── Отрывок текста
Некоторое представление об этом дает эпос: сказка, сотворенная в историческую эпоху и потому воспринимаемая образованной частью населения адекватно.

«Кольцо Нибелунгов», «Песнь о Роланде». Картины «Эдды»: «Сурт скачет первым, а впереди и позади него пылает пламя. Славный у него меч, ярче свет от того меча, чем от тысячи солнц. Когда скачет он по радуге, рушится этот мост…»

Даже сейчас живет сила, скрытая в строках эпоса, сила, сокрушившая древние цивилизации и выстроившая новые мироздания. (Дошедшие до нас эпические сказания рождены в сумерках Рима, в эпоху переселения народов.)

Эпос всегда трагичен. Даже не смертью героев, не атомным огнем Сурта – трагичен общим настроением, музыкой, поэтикой. Он соединяет слезы уходящей эпохи с предвестием грядущих времен, когда исчезнут в мутном «нигде» нынешние повелители.

«Победы сменялись разгромами, рушились высокие башни, горели горделивые замки, и пламя взлетало в небеса». Эпос – облагороженная временем драма народа-победителя, пока еще юного и прекрасного.

 
«Бесстрашнейшим и лучшим досталась смерть в удел,
Печаль царила в сердце у тех, кто уцелел.
Стал поминальной тризной веселый пышный пир.
За радость испокон веков страданьем платит мир».
────
── Извлечённые строки
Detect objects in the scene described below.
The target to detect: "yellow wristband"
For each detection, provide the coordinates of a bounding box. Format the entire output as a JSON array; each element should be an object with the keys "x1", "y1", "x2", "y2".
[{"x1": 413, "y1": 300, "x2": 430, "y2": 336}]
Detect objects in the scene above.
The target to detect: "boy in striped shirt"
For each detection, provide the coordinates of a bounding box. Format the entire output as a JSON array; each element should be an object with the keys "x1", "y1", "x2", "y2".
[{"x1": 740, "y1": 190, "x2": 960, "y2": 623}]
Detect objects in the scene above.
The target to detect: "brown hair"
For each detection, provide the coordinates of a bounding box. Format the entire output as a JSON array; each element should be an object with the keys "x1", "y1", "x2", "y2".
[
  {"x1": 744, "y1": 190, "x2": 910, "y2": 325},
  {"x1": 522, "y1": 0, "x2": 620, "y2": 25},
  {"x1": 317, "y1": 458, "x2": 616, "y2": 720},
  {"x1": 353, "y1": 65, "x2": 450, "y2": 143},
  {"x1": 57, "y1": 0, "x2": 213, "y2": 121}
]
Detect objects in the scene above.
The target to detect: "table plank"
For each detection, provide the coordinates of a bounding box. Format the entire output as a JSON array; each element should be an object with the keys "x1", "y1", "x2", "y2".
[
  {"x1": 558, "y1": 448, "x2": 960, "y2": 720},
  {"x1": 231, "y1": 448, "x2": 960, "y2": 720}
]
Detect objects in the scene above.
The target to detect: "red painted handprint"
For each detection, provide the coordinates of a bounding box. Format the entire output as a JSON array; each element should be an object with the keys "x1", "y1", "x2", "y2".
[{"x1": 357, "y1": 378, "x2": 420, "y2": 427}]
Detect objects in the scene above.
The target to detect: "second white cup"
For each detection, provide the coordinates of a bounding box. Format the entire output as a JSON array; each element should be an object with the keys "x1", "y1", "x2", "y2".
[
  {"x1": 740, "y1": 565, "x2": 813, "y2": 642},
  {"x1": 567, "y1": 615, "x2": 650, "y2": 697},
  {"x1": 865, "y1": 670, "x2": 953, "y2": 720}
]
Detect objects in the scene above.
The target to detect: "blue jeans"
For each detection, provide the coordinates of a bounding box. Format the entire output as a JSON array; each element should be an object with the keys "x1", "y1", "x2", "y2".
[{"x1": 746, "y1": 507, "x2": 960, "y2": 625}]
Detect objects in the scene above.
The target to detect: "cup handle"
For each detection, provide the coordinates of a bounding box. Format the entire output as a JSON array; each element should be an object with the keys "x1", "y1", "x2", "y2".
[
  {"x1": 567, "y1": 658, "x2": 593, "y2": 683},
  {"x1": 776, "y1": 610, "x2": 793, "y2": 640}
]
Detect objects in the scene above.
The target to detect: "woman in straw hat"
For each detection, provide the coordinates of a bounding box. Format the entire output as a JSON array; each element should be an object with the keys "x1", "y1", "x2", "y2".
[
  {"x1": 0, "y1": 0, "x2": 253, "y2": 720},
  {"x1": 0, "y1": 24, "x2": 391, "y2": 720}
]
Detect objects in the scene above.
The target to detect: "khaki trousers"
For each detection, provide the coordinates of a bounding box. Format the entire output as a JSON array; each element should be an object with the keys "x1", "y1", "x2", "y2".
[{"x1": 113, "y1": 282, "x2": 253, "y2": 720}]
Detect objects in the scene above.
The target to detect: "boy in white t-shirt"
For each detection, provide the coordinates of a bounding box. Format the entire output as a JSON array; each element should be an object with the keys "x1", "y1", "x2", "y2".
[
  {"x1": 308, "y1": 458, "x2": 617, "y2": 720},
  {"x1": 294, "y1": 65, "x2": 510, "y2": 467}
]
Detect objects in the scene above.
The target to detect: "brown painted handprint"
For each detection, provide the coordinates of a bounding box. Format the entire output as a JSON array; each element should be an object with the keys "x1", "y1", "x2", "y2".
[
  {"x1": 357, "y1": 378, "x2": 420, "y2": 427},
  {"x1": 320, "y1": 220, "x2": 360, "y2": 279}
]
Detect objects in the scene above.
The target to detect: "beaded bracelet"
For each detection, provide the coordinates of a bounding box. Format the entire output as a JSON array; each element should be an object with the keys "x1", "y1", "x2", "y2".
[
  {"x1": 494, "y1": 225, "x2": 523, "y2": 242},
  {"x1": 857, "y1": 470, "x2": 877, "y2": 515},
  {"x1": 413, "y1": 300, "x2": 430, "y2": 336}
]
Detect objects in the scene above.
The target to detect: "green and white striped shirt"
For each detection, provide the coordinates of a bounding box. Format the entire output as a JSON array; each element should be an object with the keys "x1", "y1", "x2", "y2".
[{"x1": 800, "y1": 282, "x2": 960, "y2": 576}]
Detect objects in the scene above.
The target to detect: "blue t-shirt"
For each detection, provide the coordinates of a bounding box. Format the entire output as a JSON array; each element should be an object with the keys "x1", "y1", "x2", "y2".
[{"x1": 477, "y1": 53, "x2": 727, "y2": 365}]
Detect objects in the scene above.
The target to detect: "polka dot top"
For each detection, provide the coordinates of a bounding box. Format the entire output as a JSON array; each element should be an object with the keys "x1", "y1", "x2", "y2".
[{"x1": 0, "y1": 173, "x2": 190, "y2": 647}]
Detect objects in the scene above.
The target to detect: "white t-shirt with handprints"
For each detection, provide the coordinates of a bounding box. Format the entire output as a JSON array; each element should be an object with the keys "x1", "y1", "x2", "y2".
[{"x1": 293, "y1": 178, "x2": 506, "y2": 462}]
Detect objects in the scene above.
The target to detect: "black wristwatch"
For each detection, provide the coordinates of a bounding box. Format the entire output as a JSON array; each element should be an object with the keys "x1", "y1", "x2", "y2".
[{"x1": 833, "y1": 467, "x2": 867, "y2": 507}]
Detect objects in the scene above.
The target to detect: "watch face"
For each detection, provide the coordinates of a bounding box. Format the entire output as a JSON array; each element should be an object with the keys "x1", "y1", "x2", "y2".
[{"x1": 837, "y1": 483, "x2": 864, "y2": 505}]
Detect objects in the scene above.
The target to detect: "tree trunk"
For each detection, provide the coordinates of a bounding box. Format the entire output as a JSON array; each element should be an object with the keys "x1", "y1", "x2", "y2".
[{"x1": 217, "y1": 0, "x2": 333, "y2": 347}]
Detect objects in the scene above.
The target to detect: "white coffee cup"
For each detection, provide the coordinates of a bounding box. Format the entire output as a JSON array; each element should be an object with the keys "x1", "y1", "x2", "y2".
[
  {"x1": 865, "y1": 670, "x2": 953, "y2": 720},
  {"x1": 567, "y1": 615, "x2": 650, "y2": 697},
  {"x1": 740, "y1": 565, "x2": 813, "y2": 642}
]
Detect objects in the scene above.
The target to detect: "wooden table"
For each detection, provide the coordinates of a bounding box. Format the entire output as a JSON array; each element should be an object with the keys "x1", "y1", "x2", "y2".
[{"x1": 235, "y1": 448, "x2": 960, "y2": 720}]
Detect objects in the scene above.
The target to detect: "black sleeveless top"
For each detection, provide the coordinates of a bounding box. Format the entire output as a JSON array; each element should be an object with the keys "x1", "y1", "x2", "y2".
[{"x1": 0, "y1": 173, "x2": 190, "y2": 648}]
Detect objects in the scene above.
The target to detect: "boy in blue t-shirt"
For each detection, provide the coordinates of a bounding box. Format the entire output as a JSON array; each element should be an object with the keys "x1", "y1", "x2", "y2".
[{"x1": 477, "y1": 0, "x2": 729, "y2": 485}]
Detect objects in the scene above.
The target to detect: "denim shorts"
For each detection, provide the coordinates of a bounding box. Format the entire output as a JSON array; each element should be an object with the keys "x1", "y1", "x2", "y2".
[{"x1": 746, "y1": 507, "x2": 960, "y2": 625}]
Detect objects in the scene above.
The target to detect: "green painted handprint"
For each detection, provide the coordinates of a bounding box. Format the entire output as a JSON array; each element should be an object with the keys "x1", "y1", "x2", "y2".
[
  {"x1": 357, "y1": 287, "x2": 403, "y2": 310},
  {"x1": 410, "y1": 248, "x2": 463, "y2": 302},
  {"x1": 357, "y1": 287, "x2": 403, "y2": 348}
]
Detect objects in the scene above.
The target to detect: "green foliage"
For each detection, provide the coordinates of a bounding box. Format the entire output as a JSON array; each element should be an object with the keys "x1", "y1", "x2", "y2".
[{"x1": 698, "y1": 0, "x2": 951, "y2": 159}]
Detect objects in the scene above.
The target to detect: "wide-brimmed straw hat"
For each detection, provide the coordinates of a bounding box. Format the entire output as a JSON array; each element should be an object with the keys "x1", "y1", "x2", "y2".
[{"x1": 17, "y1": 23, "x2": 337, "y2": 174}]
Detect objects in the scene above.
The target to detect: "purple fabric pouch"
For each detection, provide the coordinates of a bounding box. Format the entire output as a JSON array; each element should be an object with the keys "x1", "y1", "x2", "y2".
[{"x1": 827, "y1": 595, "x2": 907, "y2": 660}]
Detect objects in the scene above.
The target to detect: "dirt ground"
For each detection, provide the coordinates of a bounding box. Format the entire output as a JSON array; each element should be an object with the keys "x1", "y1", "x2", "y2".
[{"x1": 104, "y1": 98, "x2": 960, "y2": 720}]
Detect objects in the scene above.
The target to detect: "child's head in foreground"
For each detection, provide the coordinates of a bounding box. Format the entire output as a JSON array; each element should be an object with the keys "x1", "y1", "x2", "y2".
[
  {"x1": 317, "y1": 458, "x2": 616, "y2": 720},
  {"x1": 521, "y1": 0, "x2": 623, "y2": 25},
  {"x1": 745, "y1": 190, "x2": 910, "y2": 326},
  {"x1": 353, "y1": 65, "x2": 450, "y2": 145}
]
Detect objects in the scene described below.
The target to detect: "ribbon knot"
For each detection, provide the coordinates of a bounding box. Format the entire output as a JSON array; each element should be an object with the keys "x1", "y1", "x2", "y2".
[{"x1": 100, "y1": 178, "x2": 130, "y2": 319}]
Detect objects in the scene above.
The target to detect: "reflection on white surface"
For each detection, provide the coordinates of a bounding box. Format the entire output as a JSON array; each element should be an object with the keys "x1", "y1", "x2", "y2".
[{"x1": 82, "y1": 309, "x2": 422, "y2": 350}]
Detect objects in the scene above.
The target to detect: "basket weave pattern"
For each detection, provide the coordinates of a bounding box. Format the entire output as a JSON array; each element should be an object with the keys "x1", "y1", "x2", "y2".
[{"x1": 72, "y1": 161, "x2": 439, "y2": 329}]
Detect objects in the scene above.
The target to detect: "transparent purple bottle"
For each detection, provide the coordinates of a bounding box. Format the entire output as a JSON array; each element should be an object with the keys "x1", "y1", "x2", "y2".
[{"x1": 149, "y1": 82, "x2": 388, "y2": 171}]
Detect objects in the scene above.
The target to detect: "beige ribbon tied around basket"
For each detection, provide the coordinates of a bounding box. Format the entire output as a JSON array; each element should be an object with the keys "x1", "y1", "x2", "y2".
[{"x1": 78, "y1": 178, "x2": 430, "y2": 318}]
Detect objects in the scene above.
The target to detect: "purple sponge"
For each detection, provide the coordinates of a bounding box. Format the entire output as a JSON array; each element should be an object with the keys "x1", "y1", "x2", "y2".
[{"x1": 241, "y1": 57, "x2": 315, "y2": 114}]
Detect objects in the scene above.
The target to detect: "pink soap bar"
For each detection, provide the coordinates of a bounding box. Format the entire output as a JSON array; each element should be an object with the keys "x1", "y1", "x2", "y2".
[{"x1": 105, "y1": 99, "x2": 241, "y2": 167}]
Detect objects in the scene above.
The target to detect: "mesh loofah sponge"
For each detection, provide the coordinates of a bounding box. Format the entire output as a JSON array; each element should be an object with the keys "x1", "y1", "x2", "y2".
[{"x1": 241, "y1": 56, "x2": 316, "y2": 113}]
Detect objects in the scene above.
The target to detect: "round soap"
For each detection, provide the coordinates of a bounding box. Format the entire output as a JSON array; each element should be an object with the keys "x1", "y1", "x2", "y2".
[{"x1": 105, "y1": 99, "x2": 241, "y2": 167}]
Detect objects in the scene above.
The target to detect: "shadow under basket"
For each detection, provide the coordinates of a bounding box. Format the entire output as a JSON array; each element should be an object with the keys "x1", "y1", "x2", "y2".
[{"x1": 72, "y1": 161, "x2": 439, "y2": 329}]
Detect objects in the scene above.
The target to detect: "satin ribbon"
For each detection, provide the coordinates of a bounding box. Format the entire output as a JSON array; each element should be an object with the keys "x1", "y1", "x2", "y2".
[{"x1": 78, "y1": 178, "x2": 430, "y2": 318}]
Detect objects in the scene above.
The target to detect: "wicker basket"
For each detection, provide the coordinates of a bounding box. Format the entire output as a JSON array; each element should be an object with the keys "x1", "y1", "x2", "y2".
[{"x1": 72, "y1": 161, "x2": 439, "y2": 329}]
────
Задание — Укажите, пожалуйста, когда, согласно отрывку, рождены дошедшие до нас эпические сказания.

Ответ к заданию — В сумерках Рима, в эпоху переселения народов.